▶ Goal of the exercise
Print out each record below, unaltered and complete, without its images.

▶ Record excerpts
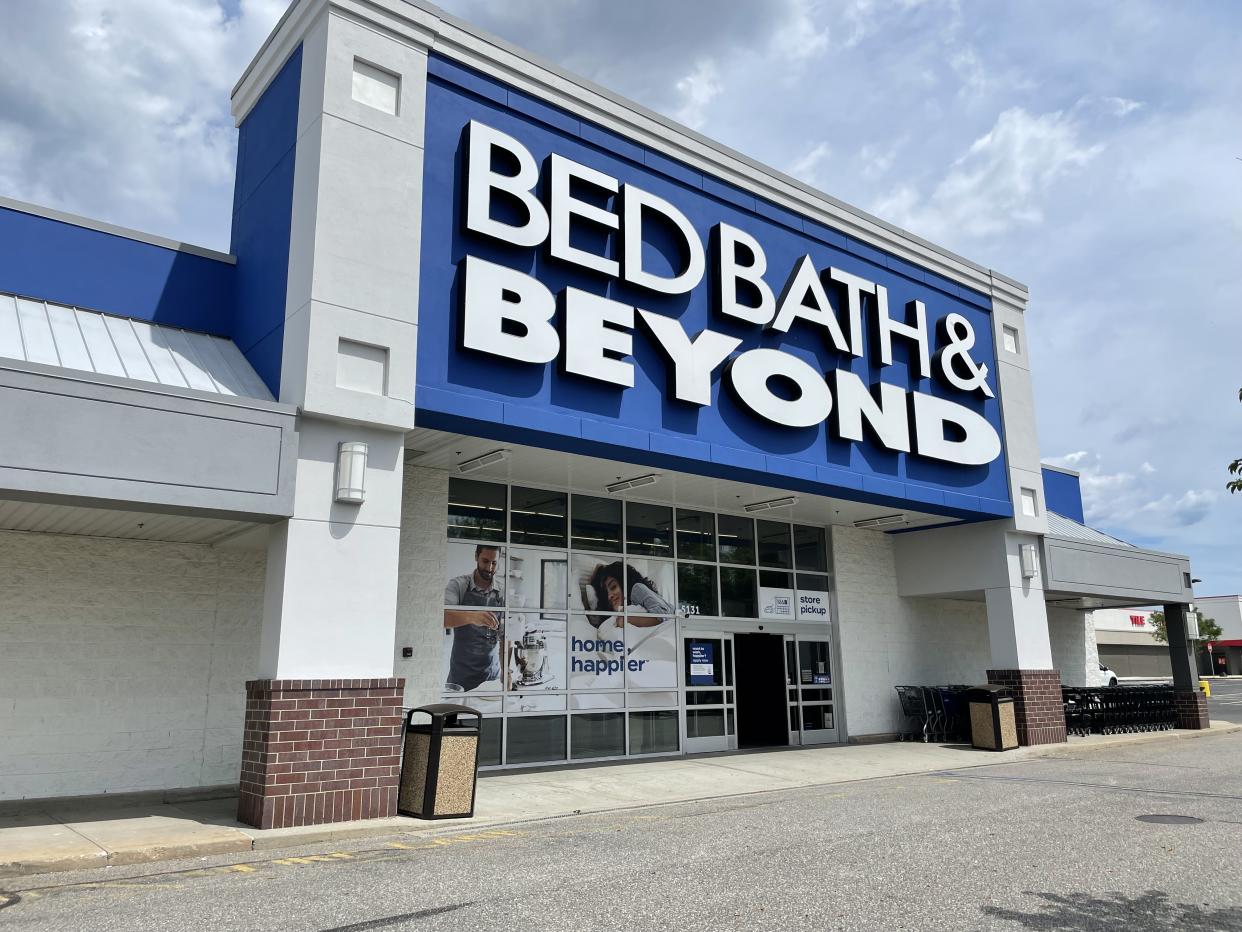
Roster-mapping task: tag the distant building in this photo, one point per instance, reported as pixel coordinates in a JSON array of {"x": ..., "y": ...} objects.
[
  {"x": 1127, "y": 645},
  {"x": 1227, "y": 613}
]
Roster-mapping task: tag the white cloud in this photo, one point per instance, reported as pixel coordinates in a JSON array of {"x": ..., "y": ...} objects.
[
  {"x": 806, "y": 168},
  {"x": 698, "y": 90},
  {"x": 1129, "y": 502},
  {"x": 1000, "y": 182},
  {"x": 1122, "y": 106},
  {"x": 800, "y": 36},
  {"x": 121, "y": 111}
]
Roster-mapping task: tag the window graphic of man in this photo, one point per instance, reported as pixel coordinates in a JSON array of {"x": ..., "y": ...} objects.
[
  {"x": 636, "y": 589},
  {"x": 476, "y": 657}
]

▶ Exercise output
Roster-mapping task: tag the distant building in this photo, one point per instance, reported as pixel coordinates in a JSON array of {"x": ..., "y": ...} objects.
[
  {"x": 1127, "y": 645},
  {"x": 1227, "y": 613}
]
Roster-mapping task: tag the white cloud in this photo, one point per instance, reported as pixel coordinates in a JSON array of {"x": ..., "y": ...} objects.
[
  {"x": 806, "y": 168},
  {"x": 698, "y": 90},
  {"x": 1129, "y": 502},
  {"x": 1000, "y": 182},
  {"x": 1122, "y": 106},
  {"x": 800, "y": 36},
  {"x": 121, "y": 111}
]
Roster-mapping task: tag the window graphic of man in this photo, one point per instance, reported as pixel coordinates in a JSON array of {"x": ..., "y": ...} objects.
[
  {"x": 636, "y": 589},
  {"x": 476, "y": 657}
]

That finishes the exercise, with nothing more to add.